§ **Task A**:
Answer these from the genetic emphysema text, one answer per line:
(i) How many people does the text say have been diagnosed with the condition?
(ii) Which cells produce the protein that inactivates elastase?
(iii) What usual dose of augmentation therapy does the quoted journal extract give?
§ **Task B**:
Go on with the genetic emphysema text from where it stops.

§ **Source extract**:
**********

What is genetic emphysema?

Other than smoking cigarettes, one of the most common ways a person can develop emphysema is by receiving bad genes from your parents.  If you inherit genes that cause alpha 1 antitrypson deficiency you most likely will develop emphysema.

While studying this condition I was surprised to learn that 200,000 people have been diagnosed with this condition, and this makes antitrypson 1 deficiency one of the most common hereditary disorders among Caucasians in the Western world, which includes Europe and the United States.  Yet it's believed many who have it are not diagnosed (1).

Alpha 1 Antitrypson is a protein that is produced by liver cells and circulates in the blood and generally effects the lungs and liver.  Elastase is a component of white blood cells used to kill invading bacteria and "neutralize invading particles inhaled into the lungs," according to National Jewish Health.

Once the job of elastase is complete, alpha 1 antitrypson inactivates elastase so that it does not destroy lung tissue.  In the absense of alpha 1 antitrypson, elastase destroys lung tissue and this results in genetic emphysema.  

Once a person has genetic emphysema diagnosis and treatment is the same as for any person with chronic obstructive pulmonary disease (COPD), and you can learn more by clicking here.  The only difference is there is a blood test to check for alpha 1 antitrypson and other blood test to check for the gene that causes this genetic disorder.

References:
  1. Reuters
  2. National Jewish Health

2 comments:

Chad Hasselius said...

Those with genetic emphysema can get alpha 1 antitrypson infusions, especially at an early age. Here's an extract from the American College of Chest Physician's journal:

"Based on these data, it has become the standard of care to treat individuals with lung disease related to AATD with augmentation therapy. The usual dose is 60 mg/kg given weekly by IV infusion over 30 to 90 min. Side effects are rare but those reported include fever, leukocytosis, transient flu-like symptoms, asthenia, injection site pain, headache, dizziness, rash, transient hypertension and tachycardia, chest pain, increased cough, dyspnea, paresthesia, and pruritis, all in <1% of patients (based on product literature and prescribing information from augmentation therapies available in the United States)."

**********

§ **Dataset excerpts**:
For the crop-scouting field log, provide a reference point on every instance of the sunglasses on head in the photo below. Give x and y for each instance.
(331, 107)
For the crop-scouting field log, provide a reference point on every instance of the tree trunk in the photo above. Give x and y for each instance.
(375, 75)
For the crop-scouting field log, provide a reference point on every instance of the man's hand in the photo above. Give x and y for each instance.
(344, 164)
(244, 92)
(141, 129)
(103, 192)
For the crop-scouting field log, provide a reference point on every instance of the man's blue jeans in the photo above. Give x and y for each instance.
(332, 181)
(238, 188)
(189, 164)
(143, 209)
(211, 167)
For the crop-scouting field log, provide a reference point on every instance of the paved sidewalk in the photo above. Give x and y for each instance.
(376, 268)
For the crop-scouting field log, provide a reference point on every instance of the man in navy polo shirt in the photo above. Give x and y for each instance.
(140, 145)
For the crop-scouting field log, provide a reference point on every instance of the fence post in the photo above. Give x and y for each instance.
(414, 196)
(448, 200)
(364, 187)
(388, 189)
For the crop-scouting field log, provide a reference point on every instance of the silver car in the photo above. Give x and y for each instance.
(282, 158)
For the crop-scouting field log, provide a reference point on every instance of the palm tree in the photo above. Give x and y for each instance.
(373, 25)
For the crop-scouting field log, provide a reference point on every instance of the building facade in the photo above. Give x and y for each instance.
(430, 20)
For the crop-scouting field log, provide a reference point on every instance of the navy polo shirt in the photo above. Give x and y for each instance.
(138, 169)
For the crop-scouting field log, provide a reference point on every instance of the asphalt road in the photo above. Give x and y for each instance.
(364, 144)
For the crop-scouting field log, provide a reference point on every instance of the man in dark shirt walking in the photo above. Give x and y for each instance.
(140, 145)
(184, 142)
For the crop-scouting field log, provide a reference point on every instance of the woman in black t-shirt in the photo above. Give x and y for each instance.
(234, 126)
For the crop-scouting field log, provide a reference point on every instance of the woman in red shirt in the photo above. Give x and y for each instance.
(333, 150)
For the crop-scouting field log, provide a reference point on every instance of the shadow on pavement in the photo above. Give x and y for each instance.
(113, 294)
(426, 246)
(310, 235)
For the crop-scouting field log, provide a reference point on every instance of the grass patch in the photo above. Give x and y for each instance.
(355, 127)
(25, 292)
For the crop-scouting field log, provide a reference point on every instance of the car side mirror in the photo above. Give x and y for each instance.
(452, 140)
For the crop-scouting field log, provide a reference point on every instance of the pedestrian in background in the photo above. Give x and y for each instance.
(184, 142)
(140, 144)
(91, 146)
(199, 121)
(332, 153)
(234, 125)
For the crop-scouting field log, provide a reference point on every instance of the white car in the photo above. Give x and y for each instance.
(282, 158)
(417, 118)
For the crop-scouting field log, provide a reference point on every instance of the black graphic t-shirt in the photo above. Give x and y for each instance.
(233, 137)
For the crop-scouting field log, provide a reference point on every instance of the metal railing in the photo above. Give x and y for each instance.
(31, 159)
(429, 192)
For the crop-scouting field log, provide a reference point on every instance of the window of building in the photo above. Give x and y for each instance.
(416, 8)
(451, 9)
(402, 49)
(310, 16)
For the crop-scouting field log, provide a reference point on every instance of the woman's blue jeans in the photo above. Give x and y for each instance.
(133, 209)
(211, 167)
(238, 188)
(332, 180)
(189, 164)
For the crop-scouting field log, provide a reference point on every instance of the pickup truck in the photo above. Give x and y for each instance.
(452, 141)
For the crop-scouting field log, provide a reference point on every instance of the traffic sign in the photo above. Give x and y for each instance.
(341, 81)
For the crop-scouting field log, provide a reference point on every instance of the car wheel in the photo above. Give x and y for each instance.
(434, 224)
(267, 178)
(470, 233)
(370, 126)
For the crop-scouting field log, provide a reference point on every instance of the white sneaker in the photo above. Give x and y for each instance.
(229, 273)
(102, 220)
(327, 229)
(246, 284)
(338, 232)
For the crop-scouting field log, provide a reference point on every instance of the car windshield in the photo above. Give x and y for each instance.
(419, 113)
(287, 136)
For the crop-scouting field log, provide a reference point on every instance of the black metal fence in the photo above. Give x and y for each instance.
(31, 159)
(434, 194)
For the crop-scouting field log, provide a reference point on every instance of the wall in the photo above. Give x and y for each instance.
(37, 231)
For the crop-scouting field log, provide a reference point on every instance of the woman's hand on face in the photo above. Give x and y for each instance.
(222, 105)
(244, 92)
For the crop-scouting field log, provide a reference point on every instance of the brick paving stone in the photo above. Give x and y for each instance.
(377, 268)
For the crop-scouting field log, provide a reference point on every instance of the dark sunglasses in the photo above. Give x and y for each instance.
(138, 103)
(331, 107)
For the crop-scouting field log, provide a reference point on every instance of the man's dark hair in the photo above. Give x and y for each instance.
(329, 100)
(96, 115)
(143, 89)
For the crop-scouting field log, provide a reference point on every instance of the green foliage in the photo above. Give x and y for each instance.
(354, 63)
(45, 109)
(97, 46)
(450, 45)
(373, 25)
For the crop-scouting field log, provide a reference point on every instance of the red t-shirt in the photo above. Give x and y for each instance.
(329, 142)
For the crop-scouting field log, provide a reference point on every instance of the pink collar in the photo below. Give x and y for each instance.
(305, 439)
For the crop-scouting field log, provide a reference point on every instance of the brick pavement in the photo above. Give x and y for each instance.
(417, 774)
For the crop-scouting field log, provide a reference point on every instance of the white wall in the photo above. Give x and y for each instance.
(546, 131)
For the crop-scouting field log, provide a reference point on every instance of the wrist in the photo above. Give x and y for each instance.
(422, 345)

**********

§ **Task result A**:
(i) 200,000
(ii) Liver cells
(iii) 60 mg/kg given weekly by IV infusion over 30 to 90 minutes

§ **Task result B**:
http://www.chestnet.org/accp/pccsu/%CE%B11-antitrypsin-augmentation-approaches-and-benefits?page=0,3

It is costly though. Treatments currently being studied include recombinant and inhaled forms. Since alpha antitrypson is made in the liver, a liver transplant cures the deficiency.

Chad Hasselius said...

Those with genetic emphysema can get alpha 1 antitrypson infusions. Here is an extract from the American College of Chest Physician's journal:

"Based on these data, it has become the standard of care to treat individuals with lung disease related to AATD with augmentation therapy. The usual dose is 60 mg/kg given weekly by IV infusion over 30 to 90 min. Side effects are rare but those reported include fever, leukocytosis, transient flu-like symptoms, asthenia, injection site pain, headache, dizziness, rash, transient hypertension and tachycardia, chest pain, increased cough, dyspnea, paresthesia, and pruritis, all in <1% of patients (based on product literature and prescribing information from augmentation therapies available in the United States)."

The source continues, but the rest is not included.